**TO BE DONE:** Type the records out again in full, exactly.

Dataset items
»»
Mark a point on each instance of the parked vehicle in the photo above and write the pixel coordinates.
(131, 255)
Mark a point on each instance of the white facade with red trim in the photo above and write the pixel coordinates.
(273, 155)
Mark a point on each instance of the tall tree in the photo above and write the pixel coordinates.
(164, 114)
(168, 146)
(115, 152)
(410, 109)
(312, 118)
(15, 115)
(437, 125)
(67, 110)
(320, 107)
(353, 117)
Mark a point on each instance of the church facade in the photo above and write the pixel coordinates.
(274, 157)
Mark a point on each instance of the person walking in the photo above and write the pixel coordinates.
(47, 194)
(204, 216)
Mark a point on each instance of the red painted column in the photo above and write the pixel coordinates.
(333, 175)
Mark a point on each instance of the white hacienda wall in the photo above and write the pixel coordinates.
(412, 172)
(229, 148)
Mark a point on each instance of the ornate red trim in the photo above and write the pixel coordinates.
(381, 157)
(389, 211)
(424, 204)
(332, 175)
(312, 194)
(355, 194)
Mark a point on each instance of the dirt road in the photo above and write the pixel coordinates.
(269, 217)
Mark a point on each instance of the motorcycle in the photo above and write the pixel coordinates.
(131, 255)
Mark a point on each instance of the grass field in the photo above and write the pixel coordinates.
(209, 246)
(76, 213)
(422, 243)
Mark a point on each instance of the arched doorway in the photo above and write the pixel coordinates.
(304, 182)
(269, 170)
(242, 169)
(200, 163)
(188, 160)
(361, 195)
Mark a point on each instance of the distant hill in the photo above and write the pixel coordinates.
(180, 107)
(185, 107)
««
**OUTPUT FOR THIS TASK:**
Mark a point on each instance of the parked vehicle in the photo above and write the pixel coordinates.
(131, 255)
Mark a point on each instance of the white facade with red trim in the photo above and write the pixel coordinates.
(273, 155)
Mark a point on each instance of the tall tree in the photo above and write the pixel coordinates.
(164, 114)
(168, 146)
(115, 152)
(410, 109)
(312, 118)
(15, 115)
(437, 125)
(67, 110)
(320, 107)
(353, 117)
Mark a point on each instance of the church facade in the photo above and write the pixel coordinates.
(274, 157)
Mark a point on each instance of the person walking in the photo above and write the pixel coordinates.
(47, 194)
(204, 216)
Mark a point on each instance of the red painted column in the photo above and write the pixel coordinates.
(333, 175)
Mark a point on each instance of the white hacienda wall in the photo above and write the pixel coordinates.
(412, 172)
(229, 148)
Mark a point on each instance of the ornate red trim in the photo above and write the pixel coordinates.
(381, 157)
(389, 211)
(424, 204)
(332, 175)
(312, 194)
(355, 194)
Mark a point on each instance of the dirt road in the photo above and write the pixel coordinates.
(269, 217)
Mark a point on each instance of the motorcycle in the photo above and write the pixel coordinates.
(131, 255)
Mark a point on each instance of the grass field in the photo above and write the pixel coordinates.
(209, 246)
(76, 213)
(422, 243)
Mark a point on each instance of the arched doorway in the photo above and write the pixel coordinates.
(304, 182)
(269, 170)
(242, 169)
(200, 163)
(188, 160)
(361, 195)
Mark a point on each instance of the distant hill in the photo above and write the pixel coordinates.
(180, 107)
(185, 107)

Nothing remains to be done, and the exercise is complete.